**** PAGE
When a popular former president is drafted in to lead the investigation into a lethal nationwide cyber-attack, it seems that he himself is the target of something far more sinister.

I want to put this out there. I think that cyber-attack dramas make for terrible TV. Just because I’m staring at my screen like a gormless idiot, it doesn’t mean I want to watch highly paid actors staring at their screens for six hours, albeit giant ones in implausible ‘situation rooms’ and doing that comical ‘computer-says-no’ manic keyboard tapping, which I think they must teach in drama schools now. In fact, it’s amazing I’m still here. A few years ago I nearly lost the will to live during Channel 4’s mind numbing The Undeclared War. And while it was funny in places, the BBC’s ridiculous Nightsleeper consisted mainly of people talking to their phones, while a computer hacker successfully managed to get a British train to actually run on time.

The thing I can never get past, is that all these shows are predicated on the idea that computer systems actually work, which as we all know to our cost and daily irritation, they usually don’t. Oh and the download speeds on those machines! Wowzas! Could someone tell my internet provider, please!
********
• [CHALLENGES]
**1.** According to the TV review, what did the BBC's Nightsleeper mainly consist of?
**2.** Repeat the TV review word for word, everything from "When a popular" down to "far more sinister.".
**** MATERIAL SHOWN
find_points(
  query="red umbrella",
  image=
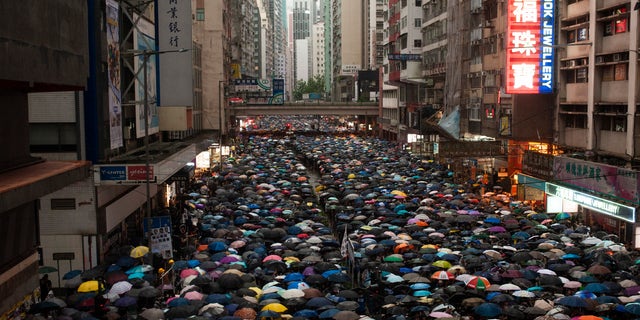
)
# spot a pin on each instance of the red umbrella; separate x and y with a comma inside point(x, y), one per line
point(442, 275)
point(478, 282)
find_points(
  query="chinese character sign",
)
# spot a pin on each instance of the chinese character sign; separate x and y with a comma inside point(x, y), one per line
point(530, 51)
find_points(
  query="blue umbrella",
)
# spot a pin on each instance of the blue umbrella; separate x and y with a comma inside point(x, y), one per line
point(125, 302)
point(488, 309)
point(71, 274)
point(178, 302)
point(328, 314)
point(572, 301)
point(633, 308)
point(595, 287)
point(306, 313)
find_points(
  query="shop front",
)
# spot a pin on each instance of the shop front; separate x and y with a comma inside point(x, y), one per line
point(604, 196)
point(597, 213)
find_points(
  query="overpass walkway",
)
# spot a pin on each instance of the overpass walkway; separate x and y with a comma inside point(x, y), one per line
point(306, 108)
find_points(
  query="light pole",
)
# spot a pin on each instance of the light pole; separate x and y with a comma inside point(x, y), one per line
point(220, 122)
point(145, 58)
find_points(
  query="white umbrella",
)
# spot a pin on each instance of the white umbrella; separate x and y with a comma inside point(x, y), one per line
point(509, 287)
point(523, 294)
point(121, 287)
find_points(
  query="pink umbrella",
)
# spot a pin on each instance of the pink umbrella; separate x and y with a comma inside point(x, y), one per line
point(193, 295)
point(272, 257)
point(440, 314)
point(188, 272)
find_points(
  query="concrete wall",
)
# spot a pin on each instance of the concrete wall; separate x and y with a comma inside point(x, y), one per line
point(44, 42)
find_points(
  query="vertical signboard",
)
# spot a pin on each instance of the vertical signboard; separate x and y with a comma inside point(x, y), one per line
point(144, 40)
point(113, 64)
point(175, 65)
point(530, 46)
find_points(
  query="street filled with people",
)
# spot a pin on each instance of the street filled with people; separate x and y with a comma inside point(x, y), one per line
point(339, 226)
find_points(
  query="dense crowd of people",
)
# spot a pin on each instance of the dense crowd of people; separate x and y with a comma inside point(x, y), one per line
point(346, 228)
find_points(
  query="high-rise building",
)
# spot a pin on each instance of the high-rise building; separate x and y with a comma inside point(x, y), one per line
point(349, 29)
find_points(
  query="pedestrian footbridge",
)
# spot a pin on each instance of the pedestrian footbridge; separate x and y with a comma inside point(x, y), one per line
point(306, 108)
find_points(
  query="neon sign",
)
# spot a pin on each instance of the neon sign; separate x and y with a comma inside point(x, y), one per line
point(530, 46)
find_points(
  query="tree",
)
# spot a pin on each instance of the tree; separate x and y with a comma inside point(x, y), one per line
point(314, 85)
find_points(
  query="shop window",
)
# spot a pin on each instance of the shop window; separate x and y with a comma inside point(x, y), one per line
point(616, 124)
point(578, 121)
point(474, 112)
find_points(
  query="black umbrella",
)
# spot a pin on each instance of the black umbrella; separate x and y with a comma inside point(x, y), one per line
point(184, 311)
point(230, 281)
point(44, 306)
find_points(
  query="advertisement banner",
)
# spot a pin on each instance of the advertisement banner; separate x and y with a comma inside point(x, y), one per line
point(175, 63)
point(113, 64)
point(605, 179)
point(530, 46)
point(123, 174)
point(144, 40)
point(159, 235)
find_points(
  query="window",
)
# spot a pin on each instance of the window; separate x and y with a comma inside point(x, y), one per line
point(200, 14)
point(490, 111)
point(578, 121)
point(474, 112)
point(63, 204)
point(617, 72)
point(616, 123)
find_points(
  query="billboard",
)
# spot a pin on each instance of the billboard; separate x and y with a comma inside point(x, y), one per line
point(259, 91)
point(602, 178)
point(113, 65)
point(123, 174)
point(176, 68)
point(144, 40)
point(530, 46)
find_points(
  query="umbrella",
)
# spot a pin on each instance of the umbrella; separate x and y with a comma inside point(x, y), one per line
point(121, 287)
point(47, 269)
point(346, 315)
point(572, 301)
point(139, 252)
point(89, 286)
point(152, 314)
point(488, 309)
point(442, 275)
point(44, 306)
point(71, 274)
point(276, 307)
point(478, 282)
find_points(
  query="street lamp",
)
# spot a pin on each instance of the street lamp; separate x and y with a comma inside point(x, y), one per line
point(145, 54)
point(220, 101)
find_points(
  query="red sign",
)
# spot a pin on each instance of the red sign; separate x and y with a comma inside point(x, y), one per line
point(530, 46)
point(137, 173)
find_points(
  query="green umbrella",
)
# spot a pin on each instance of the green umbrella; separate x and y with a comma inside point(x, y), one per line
point(47, 269)
point(393, 258)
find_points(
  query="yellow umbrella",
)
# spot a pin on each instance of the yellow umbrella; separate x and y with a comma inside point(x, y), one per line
point(89, 286)
point(442, 264)
point(398, 193)
point(277, 307)
point(139, 252)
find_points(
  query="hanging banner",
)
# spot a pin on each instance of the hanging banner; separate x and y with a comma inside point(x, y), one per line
point(113, 65)
point(144, 40)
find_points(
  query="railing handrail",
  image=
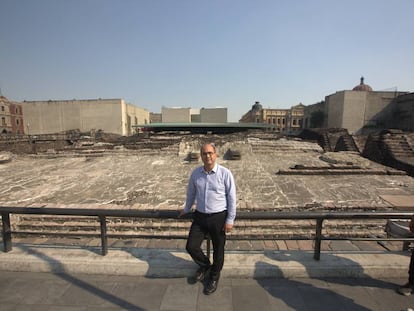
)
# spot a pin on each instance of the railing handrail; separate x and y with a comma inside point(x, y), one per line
point(102, 213)
point(166, 214)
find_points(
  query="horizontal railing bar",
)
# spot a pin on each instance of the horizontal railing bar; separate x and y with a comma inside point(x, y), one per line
point(165, 214)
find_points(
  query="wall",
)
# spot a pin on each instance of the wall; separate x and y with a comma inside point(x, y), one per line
point(403, 113)
point(176, 115)
point(110, 115)
point(213, 115)
point(354, 110)
point(334, 109)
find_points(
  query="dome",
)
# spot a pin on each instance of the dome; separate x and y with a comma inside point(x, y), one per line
point(362, 86)
point(257, 106)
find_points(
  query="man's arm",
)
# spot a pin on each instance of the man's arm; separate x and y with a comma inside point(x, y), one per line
point(231, 202)
point(190, 197)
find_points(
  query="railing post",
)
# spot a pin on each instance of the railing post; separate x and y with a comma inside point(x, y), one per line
point(318, 239)
point(6, 232)
point(104, 238)
point(208, 245)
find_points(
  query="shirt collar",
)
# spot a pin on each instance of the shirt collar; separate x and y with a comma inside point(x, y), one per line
point(214, 170)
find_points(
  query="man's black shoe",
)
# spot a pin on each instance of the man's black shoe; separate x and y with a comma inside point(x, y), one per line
point(201, 273)
point(211, 287)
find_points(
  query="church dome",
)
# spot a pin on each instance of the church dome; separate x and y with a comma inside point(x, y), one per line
point(257, 106)
point(362, 87)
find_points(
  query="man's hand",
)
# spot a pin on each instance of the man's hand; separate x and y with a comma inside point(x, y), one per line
point(227, 228)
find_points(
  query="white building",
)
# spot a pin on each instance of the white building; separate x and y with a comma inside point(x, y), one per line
point(55, 116)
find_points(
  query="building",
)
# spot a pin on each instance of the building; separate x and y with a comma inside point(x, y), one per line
point(280, 120)
point(11, 115)
point(194, 115)
point(109, 115)
point(359, 110)
point(402, 113)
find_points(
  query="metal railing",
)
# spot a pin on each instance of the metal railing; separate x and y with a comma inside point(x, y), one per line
point(102, 214)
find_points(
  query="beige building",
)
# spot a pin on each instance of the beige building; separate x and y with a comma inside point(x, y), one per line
point(194, 115)
point(11, 117)
point(280, 120)
point(359, 110)
point(109, 115)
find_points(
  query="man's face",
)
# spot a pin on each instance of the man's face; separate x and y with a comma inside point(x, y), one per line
point(208, 155)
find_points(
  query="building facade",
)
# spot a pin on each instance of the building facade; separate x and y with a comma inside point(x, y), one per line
point(360, 110)
point(11, 117)
point(279, 120)
point(109, 115)
point(193, 115)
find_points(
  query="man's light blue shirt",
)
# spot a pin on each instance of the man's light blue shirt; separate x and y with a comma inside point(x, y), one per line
point(213, 192)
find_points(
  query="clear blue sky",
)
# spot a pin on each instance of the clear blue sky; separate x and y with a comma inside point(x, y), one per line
point(203, 53)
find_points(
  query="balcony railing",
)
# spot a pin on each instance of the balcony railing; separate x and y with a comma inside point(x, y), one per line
point(102, 215)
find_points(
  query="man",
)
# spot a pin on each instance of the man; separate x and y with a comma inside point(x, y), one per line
point(408, 288)
point(212, 187)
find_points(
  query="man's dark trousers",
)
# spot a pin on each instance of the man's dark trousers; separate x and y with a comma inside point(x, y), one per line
point(212, 224)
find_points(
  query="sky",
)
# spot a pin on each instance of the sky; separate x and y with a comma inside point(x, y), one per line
point(204, 54)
********
• [RESULTS OF THE EXERCISE]
**1.** People talking to their phones.

**2.**
When a popular former president is drafted in to lead the investigation into a lethal nationwide cyber-attack, it seems that he himself is the target of something far more sinister.